Dataset entries
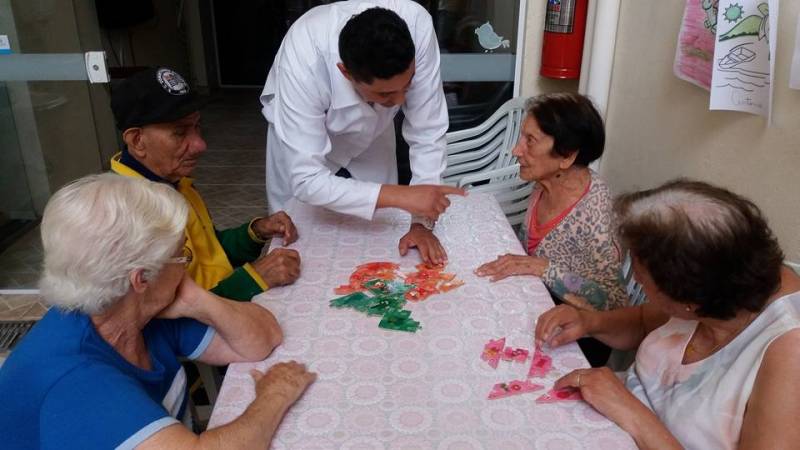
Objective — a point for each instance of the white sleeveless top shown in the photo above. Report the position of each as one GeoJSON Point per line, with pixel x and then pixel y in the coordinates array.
{"type": "Point", "coordinates": [703, 403]}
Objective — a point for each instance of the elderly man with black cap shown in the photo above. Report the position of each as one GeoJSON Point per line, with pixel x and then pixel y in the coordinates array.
{"type": "Point", "coordinates": [159, 115]}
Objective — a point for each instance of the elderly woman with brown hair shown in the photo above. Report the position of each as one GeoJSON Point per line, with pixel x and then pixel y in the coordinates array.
{"type": "Point", "coordinates": [101, 369]}
{"type": "Point", "coordinates": [719, 341]}
{"type": "Point", "coordinates": [568, 229]}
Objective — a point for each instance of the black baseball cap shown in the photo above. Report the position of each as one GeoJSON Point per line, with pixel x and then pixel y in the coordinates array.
{"type": "Point", "coordinates": [154, 95]}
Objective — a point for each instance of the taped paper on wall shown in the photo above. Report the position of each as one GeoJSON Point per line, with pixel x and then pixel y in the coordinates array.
{"type": "Point", "coordinates": [743, 64]}
{"type": "Point", "coordinates": [695, 51]}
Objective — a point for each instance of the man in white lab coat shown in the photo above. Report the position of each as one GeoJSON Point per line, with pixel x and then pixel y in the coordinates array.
{"type": "Point", "coordinates": [342, 73]}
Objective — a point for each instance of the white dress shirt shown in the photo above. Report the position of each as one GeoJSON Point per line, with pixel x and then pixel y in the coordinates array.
{"type": "Point", "coordinates": [318, 123]}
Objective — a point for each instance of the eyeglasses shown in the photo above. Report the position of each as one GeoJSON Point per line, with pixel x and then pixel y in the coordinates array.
{"type": "Point", "coordinates": [186, 259]}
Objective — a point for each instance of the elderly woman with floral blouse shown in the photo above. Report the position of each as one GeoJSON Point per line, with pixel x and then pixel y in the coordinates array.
{"type": "Point", "coordinates": [568, 229]}
{"type": "Point", "coordinates": [718, 343]}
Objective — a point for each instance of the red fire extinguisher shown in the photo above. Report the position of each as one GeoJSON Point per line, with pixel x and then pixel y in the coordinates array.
{"type": "Point", "coordinates": [563, 38]}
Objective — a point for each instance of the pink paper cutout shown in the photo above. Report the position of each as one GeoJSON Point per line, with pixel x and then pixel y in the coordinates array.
{"type": "Point", "coordinates": [515, 354]}
{"type": "Point", "coordinates": [492, 350]}
{"type": "Point", "coordinates": [541, 364]}
{"type": "Point", "coordinates": [562, 395]}
{"type": "Point", "coordinates": [514, 387]}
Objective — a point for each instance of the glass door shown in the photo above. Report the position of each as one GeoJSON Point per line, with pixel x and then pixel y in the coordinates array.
{"type": "Point", "coordinates": [55, 121]}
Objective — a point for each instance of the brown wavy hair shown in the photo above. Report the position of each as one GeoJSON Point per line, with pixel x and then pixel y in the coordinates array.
{"type": "Point", "coordinates": [702, 245]}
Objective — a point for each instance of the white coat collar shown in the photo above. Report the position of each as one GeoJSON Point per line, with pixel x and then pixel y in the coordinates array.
{"type": "Point", "coordinates": [343, 94]}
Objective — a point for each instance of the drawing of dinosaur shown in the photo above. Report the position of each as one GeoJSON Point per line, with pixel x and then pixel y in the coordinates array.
{"type": "Point", "coordinates": [751, 26]}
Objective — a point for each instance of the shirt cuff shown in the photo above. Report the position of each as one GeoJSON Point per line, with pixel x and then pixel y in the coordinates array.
{"type": "Point", "coordinates": [252, 233]}
{"type": "Point", "coordinates": [255, 276]}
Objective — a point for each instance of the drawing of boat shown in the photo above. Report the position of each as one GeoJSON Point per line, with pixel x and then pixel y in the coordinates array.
{"type": "Point", "coordinates": [738, 55]}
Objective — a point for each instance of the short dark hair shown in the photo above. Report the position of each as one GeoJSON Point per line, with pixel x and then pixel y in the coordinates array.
{"type": "Point", "coordinates": [573, 122]}
{"type": "Point", "coordinates": [702, 245]}
{"type": "Point", "coordinates": [376, 44]}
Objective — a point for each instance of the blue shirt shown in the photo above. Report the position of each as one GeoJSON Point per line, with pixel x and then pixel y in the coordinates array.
{"type": "Point", "coordinates": [64, 386]}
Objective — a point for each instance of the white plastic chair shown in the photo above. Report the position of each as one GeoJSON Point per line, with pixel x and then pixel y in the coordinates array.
{"type": "Point", "coordinates": [621, 360]}
{"type": "Point", "coordinates": [487, 146]}
{"type": "Point", "coordinates": [508, 188]}
{"type": "Point", "coordinates": [635, 291]}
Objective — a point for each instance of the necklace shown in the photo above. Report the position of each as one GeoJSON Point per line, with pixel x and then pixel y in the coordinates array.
{"type": "Point", "coordinates": [691, 348]}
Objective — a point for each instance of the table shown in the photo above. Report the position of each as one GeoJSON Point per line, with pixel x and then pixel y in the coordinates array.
{"type": "Point", "coordinates": [383, 389]}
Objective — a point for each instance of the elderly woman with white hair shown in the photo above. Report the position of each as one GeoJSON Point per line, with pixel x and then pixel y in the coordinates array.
{"type": "Point", "coordinates": [101, 369]}
{"type": "Point", "coordinates": [719, 341]}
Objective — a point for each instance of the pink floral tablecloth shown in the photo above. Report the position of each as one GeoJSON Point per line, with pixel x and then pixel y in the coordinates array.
{"type": "Point", "coordinates": [382, 389]}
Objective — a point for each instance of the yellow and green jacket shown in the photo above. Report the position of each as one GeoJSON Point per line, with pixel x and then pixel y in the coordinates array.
{"type": "Point", "coordinates": [220, 259]}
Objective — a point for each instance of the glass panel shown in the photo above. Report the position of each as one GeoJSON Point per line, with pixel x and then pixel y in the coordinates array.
{"type": "Point", "coordinates": [48, 131]}
{"type": "Point", "coordinates": [478, 40]}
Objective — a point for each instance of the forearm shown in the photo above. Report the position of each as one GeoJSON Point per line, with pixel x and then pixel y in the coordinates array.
{"type": "Point", "coordinates": [649, 432]}
{"type": "Point", "coordinates": [621, 329]}
{"type": "Point", "coordinates": [255, 428]}
{"type": "Point", "coordinates": [392, 196]}
{"type": "Point", "coordinates": [251, 331]}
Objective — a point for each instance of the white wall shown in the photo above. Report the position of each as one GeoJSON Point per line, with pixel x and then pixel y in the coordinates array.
{"type": "Point", "coordinates": [659, 127]}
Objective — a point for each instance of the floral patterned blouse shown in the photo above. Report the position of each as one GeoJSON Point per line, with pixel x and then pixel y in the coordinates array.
{"type": "Point", "coordinates": [583, 254]}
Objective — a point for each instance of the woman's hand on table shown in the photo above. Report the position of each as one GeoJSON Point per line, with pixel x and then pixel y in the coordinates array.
{"type": "Point", "coordinates": [561, 325]}
{"type": "Point", "coordinates": [428, 245]}
{"type": "Point", "coordinates": [507, 265]}
{"type": "Point", "coordinates": [284, 381]}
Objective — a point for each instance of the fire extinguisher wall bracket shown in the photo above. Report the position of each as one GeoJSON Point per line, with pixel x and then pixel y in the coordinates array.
{"type": "Point", "coordinates": [562, 45]}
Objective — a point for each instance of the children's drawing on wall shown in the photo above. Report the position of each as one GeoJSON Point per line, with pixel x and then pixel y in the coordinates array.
{"type": "Point", "coordinates": [695, 52]}
{"type": "Point", "coordinates": [743, 63]}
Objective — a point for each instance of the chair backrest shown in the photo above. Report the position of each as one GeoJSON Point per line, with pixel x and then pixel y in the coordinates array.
{"type": "Point", "coordinates": [487, 146]}
{"type": "Point", "coordinates": [510, 191]}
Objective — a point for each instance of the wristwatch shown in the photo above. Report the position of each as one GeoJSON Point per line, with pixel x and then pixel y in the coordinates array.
{"type": "Point", "coordinates": [424, 221]}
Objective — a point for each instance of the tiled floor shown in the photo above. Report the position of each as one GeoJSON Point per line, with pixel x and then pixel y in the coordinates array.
{"type": "Point", "coordinates": [230, 177]}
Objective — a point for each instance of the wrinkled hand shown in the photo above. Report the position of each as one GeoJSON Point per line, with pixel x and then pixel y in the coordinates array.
{"type": "Point", "coordinates": [561, 325]}
{"type": "Point", "coordinates": [508, 265]}
{"type": "Point", "coordinates": [286, 381]}
{"type": "Point", "coordinates": [428, 245]}
{"type": "Point", "coordinates": [188, 296]}
{"type": "Point", "coordinates": [602, 389]}
{"type": "Point", "coordinates": [279, 267]}
{"type": "Point", "coordinates": [277, 224]}
{"type": "Point", "coordinates": [429, 200]}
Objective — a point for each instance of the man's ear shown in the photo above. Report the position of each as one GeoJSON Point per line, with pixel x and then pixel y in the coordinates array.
{"type": "Point", "coordinates": [139, 282]}
{"type": "Point", "coordinates": [134, 140]}
{"type": "Point", "coordinates": [344, 71]}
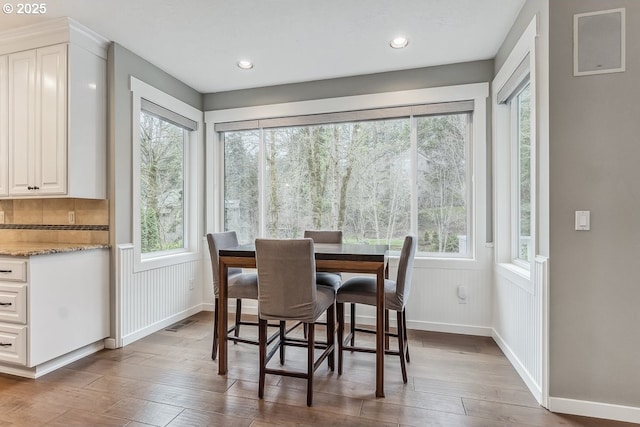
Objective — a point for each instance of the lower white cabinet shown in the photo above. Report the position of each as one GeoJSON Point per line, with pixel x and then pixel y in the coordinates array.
{"type": "Point", "coordinates": [51, 305]}
{"type": "Point", "coordinates": [13, 344]}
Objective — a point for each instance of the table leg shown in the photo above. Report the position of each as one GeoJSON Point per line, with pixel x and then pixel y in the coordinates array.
{"type": "Point", "coordinates": [380, 335]}
{"type": "Point", "coordinates": [222, 318]}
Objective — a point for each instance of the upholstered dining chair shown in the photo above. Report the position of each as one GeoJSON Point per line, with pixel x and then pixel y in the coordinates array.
{"type": "Point", "coordinates": [240, 286]}
{"type": "Point", "coordinates": [362, 290]}
{"type": "Point", "coordinates": [287, 291]}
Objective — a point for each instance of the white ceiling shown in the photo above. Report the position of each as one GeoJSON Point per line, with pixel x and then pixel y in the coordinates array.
{"type": "Point", "coordinates": [200, 41]}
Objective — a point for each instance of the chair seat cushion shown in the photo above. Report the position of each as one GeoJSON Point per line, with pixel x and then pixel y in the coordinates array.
{"type": "Point", "coordinates": [332, 280]}
{"type": "Point", "coordinates": [362, 290]}
{"type": "Point", "coordinates": [243, 286]}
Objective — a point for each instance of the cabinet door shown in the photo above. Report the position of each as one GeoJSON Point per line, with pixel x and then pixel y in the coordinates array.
{"type": "Point", "coordinates": [37, 144]}
{"type": "Point", "coordinates": [51, 120]}
{"type": "Point", "coordinates": [4, 124]}
{"type": "Point", "coordinates": [22, 120]}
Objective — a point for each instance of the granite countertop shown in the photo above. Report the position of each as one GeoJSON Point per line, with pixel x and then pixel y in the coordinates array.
{"type": "Point", "coordinates": [29, 249]}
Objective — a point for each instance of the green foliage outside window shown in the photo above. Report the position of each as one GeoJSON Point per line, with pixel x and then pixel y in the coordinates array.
{"type": "Point", "coordinates": [161, 184]}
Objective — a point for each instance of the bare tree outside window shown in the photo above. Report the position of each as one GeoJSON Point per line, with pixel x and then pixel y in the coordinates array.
{"type": "Point", "coordinates": [354, 176]}
{"type": "Point", "coordinates": [161, 184]}
{"type": "Point", "coordinates": [442, 183]}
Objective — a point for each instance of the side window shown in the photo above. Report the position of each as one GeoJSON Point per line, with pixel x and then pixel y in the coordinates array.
{"type": "Point", "coordinates": [522, 197]}
{"type": "Point", "coordinates": [376, 180]}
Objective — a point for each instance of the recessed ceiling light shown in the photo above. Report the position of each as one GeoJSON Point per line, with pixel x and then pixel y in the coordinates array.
{"type": "Point", "coordinates": [399, 42]}
{"type": "Point", "coordinates": [245, 64]}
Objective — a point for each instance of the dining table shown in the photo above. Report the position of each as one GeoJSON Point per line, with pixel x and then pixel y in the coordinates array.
{"type": "Point", "coordinates": [330, 257]}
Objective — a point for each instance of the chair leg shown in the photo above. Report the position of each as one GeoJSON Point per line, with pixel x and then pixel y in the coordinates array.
{"type": "Point", "coordinates": [406, 337]}
{"type": "Point", "coordinates": [310, 363]}
{"type": "Point", "coordinates": [352, 326]}
{"type": "Point", "coordinates": [331, 334]}
{"type": "Point", "coordinates": [340, 310]}
{"type": "Point", "coordinates": [262, 339]}
{"type": "Point", "coordinates": [283, 330]}
{"type": "Point", "coordinates": [214, 349]}
{"type": "Point", "coordinates": [401, 346]}
{"type": "Point", "coordinates": [236, 332]}
{"type": "Point", "coordinates": [386, 329]}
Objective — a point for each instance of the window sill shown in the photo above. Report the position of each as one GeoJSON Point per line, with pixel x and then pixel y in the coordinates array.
{"type": "Point", "coordinates": [164, 261]}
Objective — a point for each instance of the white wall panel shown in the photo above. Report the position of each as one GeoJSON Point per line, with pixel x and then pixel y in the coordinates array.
{"type": "Point", "coordinates": [152, 299]}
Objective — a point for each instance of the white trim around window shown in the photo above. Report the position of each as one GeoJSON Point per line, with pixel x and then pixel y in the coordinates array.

● Work request
Print each line, exactly as written, from the one that contains "Objective — a point for each instance of the window" to the end of the data above, with both end lines included and nothing else.

● Exercise response
Objective — a point for each instance of the window sill shown in the photo above. Report the position of each as one GeoJSON Point per line, with pixel x and then pixel y in the coordinates array.
{"type": "Point", "coordinates": [164, 261]}
Objective — a point for each instance of the white wall panel shown in the photo above. Report the position of each as one GeoJSON Point per line, with pixel x and then pixel y in the coordinates array.
{"type": "Point", "coordinates": [152, 299]}
Objective — a point for each instance of the white trim around window shown in the photo above. Report the position of each as one GeoJSON Point per line, with pixel x and then pixel y in the coordinates array.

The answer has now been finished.